◆ Task: Extend the passage below about the Leominster museum, picking up right after its final sentence.

◆ Text passage:

◆ ◆ ◆ ◆ ◆

The museum, which opened in 1972, owns and displays a collection of artefacts relating to the local area, including banknotes and cheques from the Leominster & Herefordshire Bank, early local postage marks, material from the Leominster and Kington Railway, the Bronze Age Aymestrey burial, and a complete cider mill. It also has a number of works by the Leominster-born artist John Scarlett Davis, including an 1828 self-portrait, and a book of 173 sketches, purchased for £11,000 at auction at Christie's in March 1979.

In 2014 the museum obtained an £8,900 Heritage Lottery Fund grant. for a project called "Rifles and Spades", which commemorated the local effects of World War I. The project, which finished in April 2015, comprised three Open Days at the museum, three public talks, a commemorative event at Leominster Priory attended by 240 people, an exhibition called 'Our Story' which was in Leominster Library for two months before touring various village and school locations, and finally a linked set of education packs that are available to schools.

◆ ◆ ◆ ◆ ◆

◆ Data for review:
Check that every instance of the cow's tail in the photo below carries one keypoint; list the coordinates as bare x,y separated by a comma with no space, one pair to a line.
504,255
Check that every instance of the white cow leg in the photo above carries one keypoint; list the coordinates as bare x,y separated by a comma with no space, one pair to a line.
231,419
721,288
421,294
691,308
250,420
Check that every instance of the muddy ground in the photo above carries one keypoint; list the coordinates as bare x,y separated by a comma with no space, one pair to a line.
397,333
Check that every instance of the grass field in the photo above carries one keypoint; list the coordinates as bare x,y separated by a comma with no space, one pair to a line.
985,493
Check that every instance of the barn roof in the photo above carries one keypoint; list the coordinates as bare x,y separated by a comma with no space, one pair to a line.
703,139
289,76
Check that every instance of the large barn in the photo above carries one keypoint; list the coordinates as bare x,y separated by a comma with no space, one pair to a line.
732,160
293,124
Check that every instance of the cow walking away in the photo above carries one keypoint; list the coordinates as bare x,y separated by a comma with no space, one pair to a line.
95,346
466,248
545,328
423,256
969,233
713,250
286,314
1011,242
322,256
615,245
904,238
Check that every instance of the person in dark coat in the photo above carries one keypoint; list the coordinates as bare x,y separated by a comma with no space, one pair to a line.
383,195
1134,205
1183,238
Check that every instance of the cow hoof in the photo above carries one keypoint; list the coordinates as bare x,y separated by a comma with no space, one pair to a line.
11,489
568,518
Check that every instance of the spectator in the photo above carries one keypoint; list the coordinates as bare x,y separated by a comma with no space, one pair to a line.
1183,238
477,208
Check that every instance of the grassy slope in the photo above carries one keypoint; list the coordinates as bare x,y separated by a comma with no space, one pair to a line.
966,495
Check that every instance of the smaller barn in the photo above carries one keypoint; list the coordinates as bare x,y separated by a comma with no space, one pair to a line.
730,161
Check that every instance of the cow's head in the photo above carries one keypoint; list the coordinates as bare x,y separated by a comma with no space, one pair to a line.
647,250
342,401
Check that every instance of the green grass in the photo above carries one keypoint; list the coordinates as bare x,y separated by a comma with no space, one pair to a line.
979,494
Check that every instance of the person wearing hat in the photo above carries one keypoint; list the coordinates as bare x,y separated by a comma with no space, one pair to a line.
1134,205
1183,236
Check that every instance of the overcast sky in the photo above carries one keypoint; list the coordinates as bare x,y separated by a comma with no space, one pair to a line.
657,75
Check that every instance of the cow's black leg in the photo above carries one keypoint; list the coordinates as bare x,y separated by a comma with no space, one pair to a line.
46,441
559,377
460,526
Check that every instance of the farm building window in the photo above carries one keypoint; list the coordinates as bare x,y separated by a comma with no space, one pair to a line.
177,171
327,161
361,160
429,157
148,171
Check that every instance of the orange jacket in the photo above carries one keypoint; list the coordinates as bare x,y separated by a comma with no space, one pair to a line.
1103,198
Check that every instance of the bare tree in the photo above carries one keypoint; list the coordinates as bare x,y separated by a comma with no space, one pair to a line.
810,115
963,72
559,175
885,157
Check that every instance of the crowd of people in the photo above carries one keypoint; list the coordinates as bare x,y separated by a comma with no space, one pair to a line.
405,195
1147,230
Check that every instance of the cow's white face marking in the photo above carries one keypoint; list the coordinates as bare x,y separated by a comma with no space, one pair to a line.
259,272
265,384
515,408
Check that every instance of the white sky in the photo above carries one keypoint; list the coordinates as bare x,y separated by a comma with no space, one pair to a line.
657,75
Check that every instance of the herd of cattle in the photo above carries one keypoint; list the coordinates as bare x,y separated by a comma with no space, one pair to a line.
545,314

◆ ◆ ◆ ◆ ◆

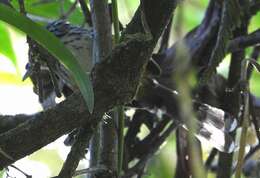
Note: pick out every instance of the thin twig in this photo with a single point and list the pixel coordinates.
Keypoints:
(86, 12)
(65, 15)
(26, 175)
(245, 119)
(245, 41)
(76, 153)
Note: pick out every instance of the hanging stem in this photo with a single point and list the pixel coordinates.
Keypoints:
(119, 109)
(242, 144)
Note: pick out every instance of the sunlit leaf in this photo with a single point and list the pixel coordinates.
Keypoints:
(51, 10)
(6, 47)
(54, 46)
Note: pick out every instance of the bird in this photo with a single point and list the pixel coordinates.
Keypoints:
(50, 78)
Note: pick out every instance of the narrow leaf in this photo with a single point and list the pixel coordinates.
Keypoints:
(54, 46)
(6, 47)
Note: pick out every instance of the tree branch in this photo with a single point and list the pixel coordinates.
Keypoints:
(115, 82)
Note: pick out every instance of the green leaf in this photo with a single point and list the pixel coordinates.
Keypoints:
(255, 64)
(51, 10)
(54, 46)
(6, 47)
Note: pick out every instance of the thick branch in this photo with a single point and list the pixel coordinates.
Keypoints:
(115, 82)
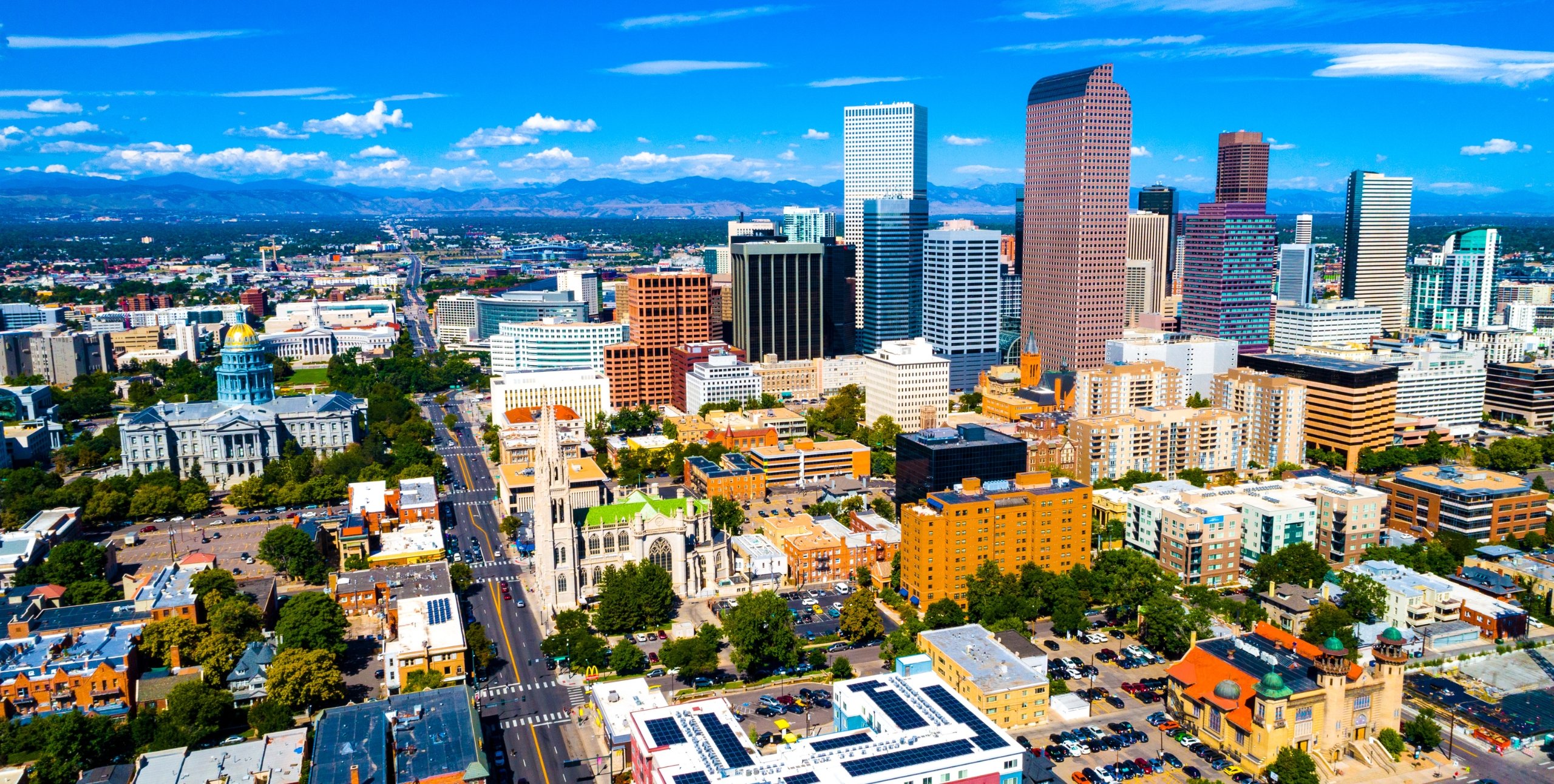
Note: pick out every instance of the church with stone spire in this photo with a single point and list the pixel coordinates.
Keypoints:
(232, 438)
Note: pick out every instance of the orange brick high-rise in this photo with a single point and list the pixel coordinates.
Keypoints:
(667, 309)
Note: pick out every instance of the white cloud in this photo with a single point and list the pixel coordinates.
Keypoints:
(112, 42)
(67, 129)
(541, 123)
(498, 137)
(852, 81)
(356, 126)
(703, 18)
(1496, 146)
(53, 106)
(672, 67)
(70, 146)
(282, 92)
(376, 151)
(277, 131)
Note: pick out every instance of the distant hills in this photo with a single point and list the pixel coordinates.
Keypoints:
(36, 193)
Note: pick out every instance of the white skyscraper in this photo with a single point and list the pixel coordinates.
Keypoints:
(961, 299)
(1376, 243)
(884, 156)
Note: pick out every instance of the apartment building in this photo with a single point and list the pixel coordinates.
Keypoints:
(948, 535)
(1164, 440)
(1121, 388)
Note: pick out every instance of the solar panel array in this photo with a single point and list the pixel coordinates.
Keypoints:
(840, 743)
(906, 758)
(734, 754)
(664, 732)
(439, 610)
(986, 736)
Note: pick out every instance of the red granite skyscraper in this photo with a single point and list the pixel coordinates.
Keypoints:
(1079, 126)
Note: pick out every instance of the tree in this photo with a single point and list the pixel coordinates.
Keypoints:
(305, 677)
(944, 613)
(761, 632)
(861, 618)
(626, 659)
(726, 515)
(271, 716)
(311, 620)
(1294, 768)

◆ ◆ ◆ ◆ ◆

◆ Final answer:
In addition to its permanent displays the museum aims to stage a different temporary exhibition each season. In 2015 there were in fact two: one on the History of Morris Dancing and Mumming in Leominster, entitled 'Here be Dragons!', and 'An Unlikely Champion - A History of Bill Bengry and Bengry Motors'.

The museum building, on Etnam Street, was originally built in 1855 as a mission hall for workers constructing the local railways.